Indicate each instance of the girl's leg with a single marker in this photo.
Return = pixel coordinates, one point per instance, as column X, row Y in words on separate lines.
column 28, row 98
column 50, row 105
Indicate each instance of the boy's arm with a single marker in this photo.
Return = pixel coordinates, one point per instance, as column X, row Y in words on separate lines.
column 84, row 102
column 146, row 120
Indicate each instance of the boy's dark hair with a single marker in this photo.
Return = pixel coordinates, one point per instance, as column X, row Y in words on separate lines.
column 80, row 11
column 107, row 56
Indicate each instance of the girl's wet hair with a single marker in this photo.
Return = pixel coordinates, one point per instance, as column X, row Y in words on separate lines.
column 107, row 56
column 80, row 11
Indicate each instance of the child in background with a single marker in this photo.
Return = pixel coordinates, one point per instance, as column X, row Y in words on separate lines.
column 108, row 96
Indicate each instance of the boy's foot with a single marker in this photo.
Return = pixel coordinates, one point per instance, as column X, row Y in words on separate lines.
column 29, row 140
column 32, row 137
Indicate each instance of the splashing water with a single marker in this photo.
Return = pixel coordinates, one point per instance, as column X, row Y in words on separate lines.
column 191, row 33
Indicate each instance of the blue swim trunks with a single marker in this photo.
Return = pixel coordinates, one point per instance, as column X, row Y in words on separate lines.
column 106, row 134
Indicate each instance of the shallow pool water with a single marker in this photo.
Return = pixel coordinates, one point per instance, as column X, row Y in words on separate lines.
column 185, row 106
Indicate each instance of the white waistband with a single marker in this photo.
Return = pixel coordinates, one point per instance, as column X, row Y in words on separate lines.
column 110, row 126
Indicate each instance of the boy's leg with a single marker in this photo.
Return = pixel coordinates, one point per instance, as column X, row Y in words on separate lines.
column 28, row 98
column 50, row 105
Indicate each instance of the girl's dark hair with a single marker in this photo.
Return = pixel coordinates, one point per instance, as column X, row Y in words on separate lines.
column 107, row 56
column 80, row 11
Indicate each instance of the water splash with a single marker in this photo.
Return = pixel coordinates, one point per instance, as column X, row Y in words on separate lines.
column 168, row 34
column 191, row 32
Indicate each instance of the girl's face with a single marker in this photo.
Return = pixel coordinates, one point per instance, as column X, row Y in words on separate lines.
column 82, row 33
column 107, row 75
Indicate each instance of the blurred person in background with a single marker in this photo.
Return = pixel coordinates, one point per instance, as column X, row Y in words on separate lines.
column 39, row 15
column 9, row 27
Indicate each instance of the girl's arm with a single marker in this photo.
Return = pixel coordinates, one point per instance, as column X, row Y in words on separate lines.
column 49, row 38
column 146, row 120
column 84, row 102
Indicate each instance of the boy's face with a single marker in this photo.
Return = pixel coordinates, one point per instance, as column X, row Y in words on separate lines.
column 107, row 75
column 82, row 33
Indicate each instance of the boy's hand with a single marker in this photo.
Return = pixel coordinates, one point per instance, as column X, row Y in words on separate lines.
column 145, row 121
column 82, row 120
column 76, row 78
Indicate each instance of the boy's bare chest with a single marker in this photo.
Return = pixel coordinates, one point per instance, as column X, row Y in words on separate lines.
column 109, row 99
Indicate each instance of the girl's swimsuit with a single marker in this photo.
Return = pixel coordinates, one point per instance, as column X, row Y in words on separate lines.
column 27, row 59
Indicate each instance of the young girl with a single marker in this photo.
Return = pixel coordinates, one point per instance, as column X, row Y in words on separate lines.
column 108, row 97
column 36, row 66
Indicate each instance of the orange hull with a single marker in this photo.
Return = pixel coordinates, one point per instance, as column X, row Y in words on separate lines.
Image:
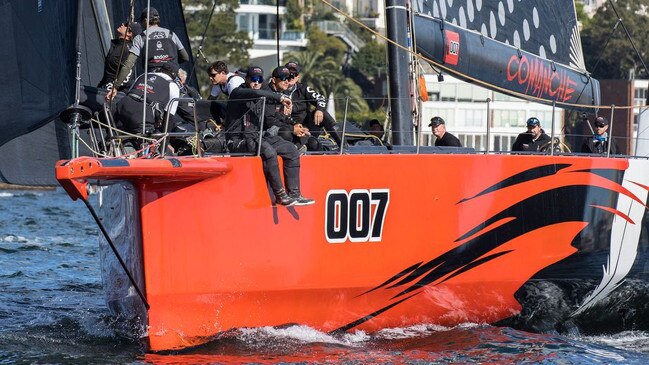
column 420, row 239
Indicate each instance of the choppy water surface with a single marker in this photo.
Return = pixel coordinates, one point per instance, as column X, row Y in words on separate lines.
column 52, row 311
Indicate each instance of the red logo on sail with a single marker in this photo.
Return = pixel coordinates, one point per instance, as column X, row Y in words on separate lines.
column 451, row 47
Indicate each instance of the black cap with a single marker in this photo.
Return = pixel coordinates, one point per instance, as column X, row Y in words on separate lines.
column 601, row 121
column 281, row 72
column 153, row 13
column 435, row 121
column 255, row 71
column 533, row 122
column 293, row 66
column 136, row 28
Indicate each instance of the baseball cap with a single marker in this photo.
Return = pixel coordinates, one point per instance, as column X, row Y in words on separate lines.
column 255, row 71
column 533, row 122
column 293, row 66
column 136, row 28
column 435, row 121
column 153, row 13
column 282, row 73
column 601, row 121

▶ **What is being asked**
Each entry needs to be returned verbatim, with its pictures left out.

▶ **Result for this task**
Indicate each instance of the girl's leg with a single marker in this photo.
Return = pixel coordinates, one point per instance, as column X, row Y in words on separate lines.
column 28, row 98
column 50, row 105
Indicate each instance of the boy's arm with a single marker in this photo.
Return = pixel coordinates, one point per instance, as column X, row Y in words on separate lines.
column 84, row 102
column 146, row 120
Indicate each instance of the boy's dark hair with a single marker in this photo.
Return = pixel coordinates, one point per instance, as column X, row Y in words on separate lines.
column 80, row 11
column 107, row 56
Indicate each instance of the girl's wet hair with a single marker in this photo.
Return = pixel coordinates, one point per instance, as column X, row Y in words on separate lines.
column 107, row 56
column 80, row 11
Indicate each instance of the child in background with a single marker in this photo.
Return = pixel coordinates, one point per instance, as column X, row Y in words on separate lines.
column 108, row 96
Indicate each instance of the boy's foot with a single marker in this photo.
Return = pixel coordinates, one point per instance, as column X, row Y in words on separate lines.
column 29, row 140
column 32, row 137
Indicate each instance of the splashing water with a single marker in this photo.
Return = pixel coordinates, one point per instance, as column X, row Y in words on separate lines.
column 191, row 33
Indicate each instance of the blue swim trunks with a single marker in this photo.
Return = pixel coordinates, one point per instance, as column X, row Y in words on separate lines.
column 106, row 134
Indicate each instance of the shallow pool water with a single marker in this photo.
Return = pixel coordinates, one point per instance, as column X, row Y in words on separate lines.
column 185, row 106
Indicate each instance of the white waistband with a single marker in this photo.
Return = pixel coordinates, one point per instance, as column X, row Y in words on separate lines.
column 110, row 126
Indicate each instance of the boy's leg with a single marker in this photo.
Return = pixel coordinates, one point per instance, as column X, row Y in words on separate lines.
column 28, row 98
column 50, row 105
Indicate each instance of the girl's dark hair with a single marker in this photo.
Return = pixel coordinates, one point per instance, as column X, row Y in words on separate lines.
column 107, row 56
column 80, row 11
Indicate each instance of the water splash with a single marker in this photo.
Return = pixel coordinates, one point per instance, as column X, row Y in words on separate lines.
column 168, row 34
column 191, row 32
Indicate each instance of the girl's face with a single marker in this photo.
Return = pixel coordinates, one point per instance, as column X, row Y in words on separate lines.
column 82, row 33
column 107, row 75
Indicate each instance of the blurred person in background with a single marker in this photo.
Return = pixel coordinates, one point per instance, as column X, row Y in words on separate lines.
column 39, row 15
column 9, row 27
Indicate each instance of the girl's arm with a single marker in this photo.
Return = pixel coordinates, one point per instance, as column X, row Y in words on separate lines.
column 49, row 38
column 146, row 120
column 84, row 102
Indicate each instance of the boy's face with a single marker in this photo.
Return = pixel coordinates, one point per instance, as column X, row Y in words on separate lines.
column 107, row 75
column 82, row 33
Indicate each instance of the boy's hand with a single marker in this photo.
Return = pixel coordinates, one point per instance, as column X, row Y in words on separate lines.
column 145, row 121
column 82, row 120
column 76, row 78
Indicate each instance of the boy's bare chest with a single marker in this photo.
Return = pixel coordinates, one point per instance, as column X, row Y in words on separate lines.
column 109, row 99
Indicate each instance of the girl's swimsuit with a single marker in this photo.
Return = pixel coordinates, one point per instance, as column X, row Y in words on separate lines.
column 27, row 59
Indicate each instance of the young girl with a single marker in this photo.
Return = pixel coordinates, one point per instance, as column X, row Y in words on separate lines.
column 108, row 97
column 36, row 66
Indicate each instance of the orange hull with a single marker in this photo.
Return = pixel coordinates, one point per instance, as column X, row Y in words on separate lines.
Image:
column 420, row 239
Indicate each instance of the choppy water surface with a single marker in this photo.
Return = pixel coordinates, one point per instance, as column X, row Y in words on separate lines.
column 52, row 311
Indicate each instance of the red logo on sail with a single marker in this photo.
Return = pixel coordinates, one point per instance, as column X, row Y in words on separate lines.
column 451, row 47
Indicate each instance of the black cap with a single marker in this photo.
Return = pixel coordinates, one point per instance, as column X, row Y in words on separate lines.
column 601, row 121
column 281, row 72
column 153, row 13
column 435, row 121
column 255, row 71
column 533, row 122
column 293, row 66
column 136, row 28
Indicate each instance of the baseball cap with a single marker in this photo.
Return = pixel coordinates, one point per instance, as column X, row Y in words on separate lines.
column 255, row 71
column 533, row 122
column 293, row 66
column 136, row 28
column 435, row 121
column 153, row 13
column 282, row 73
column 601, row 121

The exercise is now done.